··· MATERIAL PROVIDED ···

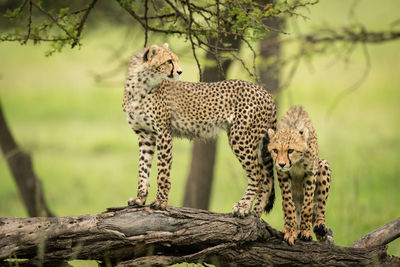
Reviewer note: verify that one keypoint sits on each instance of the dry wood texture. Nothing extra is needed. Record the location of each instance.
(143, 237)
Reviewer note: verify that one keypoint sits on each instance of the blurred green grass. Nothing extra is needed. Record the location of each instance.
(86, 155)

···
··· MATERIAL PROVIDED ···

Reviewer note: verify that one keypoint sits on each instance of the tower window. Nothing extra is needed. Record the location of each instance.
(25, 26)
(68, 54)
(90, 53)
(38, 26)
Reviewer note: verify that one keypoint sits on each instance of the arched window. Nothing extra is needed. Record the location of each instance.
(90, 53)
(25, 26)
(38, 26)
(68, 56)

···
··· MATERIAL PROVIDED ···

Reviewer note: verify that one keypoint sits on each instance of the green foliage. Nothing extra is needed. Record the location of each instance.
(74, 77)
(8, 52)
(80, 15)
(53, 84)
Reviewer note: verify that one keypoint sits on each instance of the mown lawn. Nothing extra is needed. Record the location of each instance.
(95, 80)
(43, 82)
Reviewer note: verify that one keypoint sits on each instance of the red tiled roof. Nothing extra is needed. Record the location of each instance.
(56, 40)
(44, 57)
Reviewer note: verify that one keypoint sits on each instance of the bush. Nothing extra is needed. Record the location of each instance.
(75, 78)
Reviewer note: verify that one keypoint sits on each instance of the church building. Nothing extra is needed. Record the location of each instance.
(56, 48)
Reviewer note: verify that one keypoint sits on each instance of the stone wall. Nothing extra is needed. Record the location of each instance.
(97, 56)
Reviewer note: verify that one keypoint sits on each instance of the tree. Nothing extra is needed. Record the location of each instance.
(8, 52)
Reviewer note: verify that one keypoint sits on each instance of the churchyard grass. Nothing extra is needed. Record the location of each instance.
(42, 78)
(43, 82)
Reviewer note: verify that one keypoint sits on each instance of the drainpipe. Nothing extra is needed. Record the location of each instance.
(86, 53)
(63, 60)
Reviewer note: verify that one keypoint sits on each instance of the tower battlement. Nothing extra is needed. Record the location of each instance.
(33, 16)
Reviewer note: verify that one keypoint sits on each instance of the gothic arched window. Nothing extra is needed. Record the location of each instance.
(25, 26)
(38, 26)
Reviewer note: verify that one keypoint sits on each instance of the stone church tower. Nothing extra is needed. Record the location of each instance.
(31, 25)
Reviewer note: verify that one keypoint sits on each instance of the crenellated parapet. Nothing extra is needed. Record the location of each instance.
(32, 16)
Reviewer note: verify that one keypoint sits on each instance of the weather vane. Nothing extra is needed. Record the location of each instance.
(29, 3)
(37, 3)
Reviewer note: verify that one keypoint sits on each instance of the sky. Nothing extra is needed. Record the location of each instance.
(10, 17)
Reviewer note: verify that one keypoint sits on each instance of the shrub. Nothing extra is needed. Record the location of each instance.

···

PROMPT: In the records above, find the line with "of the crenellated"; write out exactly that line and each one after it, stopping after the line with "of the shrub.".

RESPONSE TO THIS EXERCISE:
Reviewer note: verify that one keypoint sits on each instance of the crenellated parapet. Nothing extra is needed. Record the location of each instance.
(32, 16)
Reviewer note: verify that one keypoint sits on each instance of the weather vane. Nothing extra is needed. Record the location of each instance.
(29, 3)
(37, 3)
Reviewer note: verify that one keypoint sits on each instance of the sky. Nothing extra is needed. Record the location of each instance.
(10, 17)
Reviewer note: verify that one keypoint sits on each instance of the shrub. Nothing extra is needed. Record the location of each instance.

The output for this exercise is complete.